This study demonstrated that people exposed to aircraft noise have significantly greater risk of heart attack:
Abel E. Moreyra, MD, professor of medicine in the Division of Cardiology at Rutgers Robert Wood Johnson Medical School and the study's lead author, said noise can cause chronic stress, disturbances in sleep and emotional distress such as anxiety and depression, all of which impact cardiovascular health. Chronic stress is known to cause hormonal changes linked with inflammation and changes in the blood vessels that are associated with heart disease. The study compared people who lived with high levels of transportation noise (an average of 65 decibels or higher over the course of the day) and those with low noise exposure (a daily average of less than 50 decibels). The heart attack rate was 72% higher in places with high transportation noise exposure, and researchers calculated that high noise exposure accounted for about 1 in 20 heart attacks in New Jersey.
Moreyra also noted that, "Air pollution and noise go hand-in-hand." Living near airports also means greater exposure to airplane exhaust and other forms of particulate air pollution. Previous studies have linked particulate air pollution with cardiovascular damage and increased rates of heart disease.
Residential exposure to aircraft noise and hospital admissions for cardiovascular diseases: multi-airport retrospective study, Harvard School of Public Health (HSPH) and Boston University School of Public Health (BUSPH), 2013
Special Note: Support for the study was provided by the U.S. Federal Aviation Administration as part of the Partnership for Air Transportation Noise and Emissions Reduction (PARTNER), a multi-university cooperative research organization with the primary objective to inform solutions for aviation-related noise and emissions problems.

• **Exercise tasks**
• A. Copy the passage on aircraft noise and heart health word for word, starting with "Moreyra also noted" and going on through "and emissions problems.".
• B. According to Moreyra in the passage on aircraft noise and heart health, what can noise cause? List each of these.

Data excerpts

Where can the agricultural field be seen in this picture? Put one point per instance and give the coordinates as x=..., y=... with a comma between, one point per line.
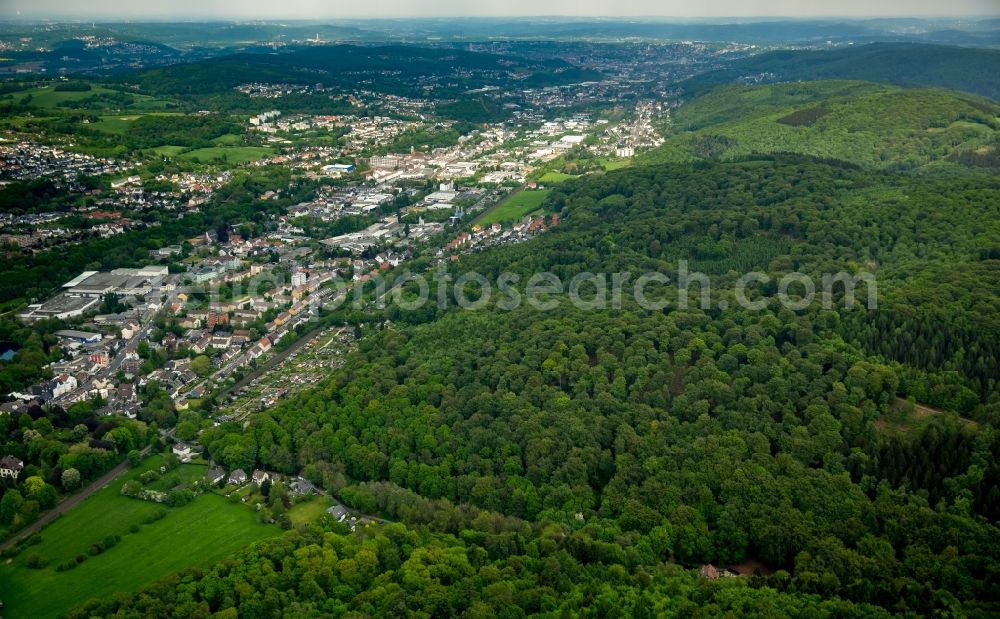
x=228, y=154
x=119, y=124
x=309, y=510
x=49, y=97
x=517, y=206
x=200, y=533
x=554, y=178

--

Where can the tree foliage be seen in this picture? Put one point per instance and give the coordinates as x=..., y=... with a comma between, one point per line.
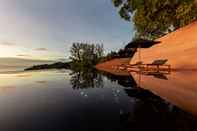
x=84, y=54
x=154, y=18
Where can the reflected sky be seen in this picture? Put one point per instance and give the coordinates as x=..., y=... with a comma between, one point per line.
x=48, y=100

• **Answers to the tasks**
• A.
Moreyra also noted that, "Air pollution and noise go hand-in-hand." Living near airports also means greater exposure to airplane exhaust and other forms of particulate air pollution. Previous studies have linked particulate air pollution with cardiovascular damage and increased rates of heart disease.
Residential exposure to aircraft noise and hospital admissions for cardiovascular diseases: multi-airport retrospective study, Harvard School of Public Health (HSPH) and Boston University School of Public Health (BUSPH), 2013
Special Note: Support for the study was provided by the U.S. Federal Aviation Administration as part of the Partnership for Air Transportation Noise and Emissions Reduction (PARTNER), a multi-university cooperative research organization with the primary objective to inform solutions for aviation-related noise and emissions problems.

• B.
- Chronic stress
- Disturbances in sleep
- Emotional distress such as anxiety and depression